=== Section Start ===

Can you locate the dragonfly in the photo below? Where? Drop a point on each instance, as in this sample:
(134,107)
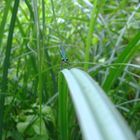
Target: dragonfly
(63,54)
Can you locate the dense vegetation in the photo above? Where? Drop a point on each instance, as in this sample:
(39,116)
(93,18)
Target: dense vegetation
(36,38)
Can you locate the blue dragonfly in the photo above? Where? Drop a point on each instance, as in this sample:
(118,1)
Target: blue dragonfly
(63,54)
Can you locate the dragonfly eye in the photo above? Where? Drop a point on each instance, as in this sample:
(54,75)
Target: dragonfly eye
(63,59)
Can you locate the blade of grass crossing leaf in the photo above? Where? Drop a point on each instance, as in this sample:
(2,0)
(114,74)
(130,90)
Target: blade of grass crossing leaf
(63,110)
(90,32)
(124,57)
(40,57)
(7,63)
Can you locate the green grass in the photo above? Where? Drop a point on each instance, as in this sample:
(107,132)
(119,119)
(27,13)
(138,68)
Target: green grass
(99,37)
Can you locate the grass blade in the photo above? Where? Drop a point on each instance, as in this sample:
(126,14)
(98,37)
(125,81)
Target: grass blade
(4,18)
(7,63)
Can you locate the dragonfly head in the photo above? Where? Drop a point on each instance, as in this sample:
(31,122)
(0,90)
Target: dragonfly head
(65,60)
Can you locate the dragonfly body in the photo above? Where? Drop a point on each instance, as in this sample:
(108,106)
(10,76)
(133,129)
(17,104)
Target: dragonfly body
(63,54)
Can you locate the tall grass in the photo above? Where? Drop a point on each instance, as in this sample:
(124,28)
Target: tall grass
(100,37)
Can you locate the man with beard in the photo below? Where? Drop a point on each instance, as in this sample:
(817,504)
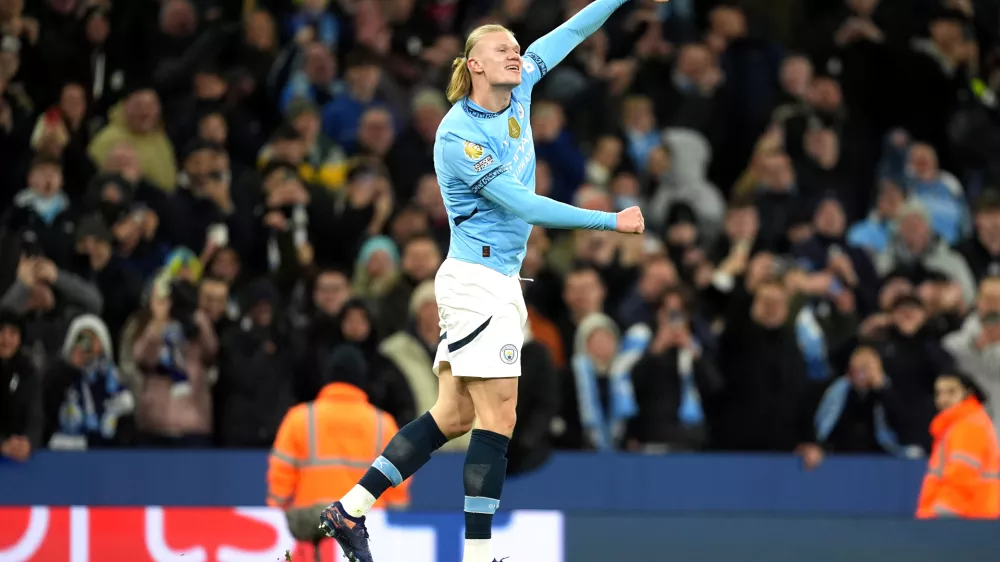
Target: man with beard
(912,358)
(421,259)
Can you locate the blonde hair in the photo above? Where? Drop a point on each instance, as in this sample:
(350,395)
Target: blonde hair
(461,77)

=== Section End ===

PROBLEM TO WORK ON: Repeat the data above in full and exactly. Omit every image.

TASK ANSWER:
Can you locate the dragonfly in the photo below? Where? Drop a point on each instance, as in this sample:
(134,107)
Target: dragonfly
(63,54)
Can you locate the dense vegetation in the photo above? Where? Drop a point on each instance, as in this sample:
(39,116)
(93,18)
Target: dense vegetation
(36,38)
Can you locate the blue dragonfly in the photo above? Where? Drop a point on each instance, as in this sample:
(118,1)
Target: blue dragonfly
(63,54)
Can you locate the dragonfly eye in the photo above? Where? Drop a point on each instance, as in this sample:
(54,75)
Target: dragonfly eye
(63,59)
Can you locate the blade of grass crossing leaf in the photo above? Where? Drop a point on each instance, as in this sample:
(2,0)
(114,74)
(130,90)
Target: blade of grass crossing leaf
(63,110)
(90,32)
(124,57)
(40,57)
(7,63)
Can you locate the green grass in the photo above? Where? Drop a point on each instance, as in this sample:
(107,132)
(119,119)
(27,13)
(138,68)
Target: green grass
(99,37)
Can you locate the grass blade in the photo above? Where? Drop a point on each instance, as in this sample:
(126,14)
(98,37)
(125,81)
Target: grass blade
(4,18)
(7,63)
Can you locate the dragonfly head in the photo above? Where? Drop a point on each instance, as in this sample:
(31,122)
(0,90)
Target: dragonfly head
(65,60)
Can you locate the dragonfly body in the photo above? Where? Drop a point on each instance, as in this sample:
(108,106)
(10,76)
(133,129)
(17,104)
Target: dragonfly body
(63,54)
Can you locate the tall grass in the photo above? Where? Drop a point on each instance, as in this sample:
(124,28)
Target: tall grass
(100,37)
Can you locate the man with beard in the photo below? Where? Drop a point on each instance, as in this sample:
(817,504)
Target: man with beard
(912,358)
(421,259)
Can you locate the blonde hair in the photo above? Where? Drop a point on each instance, as in this sample:
(350,395)
Target: blonde hair
(461,77)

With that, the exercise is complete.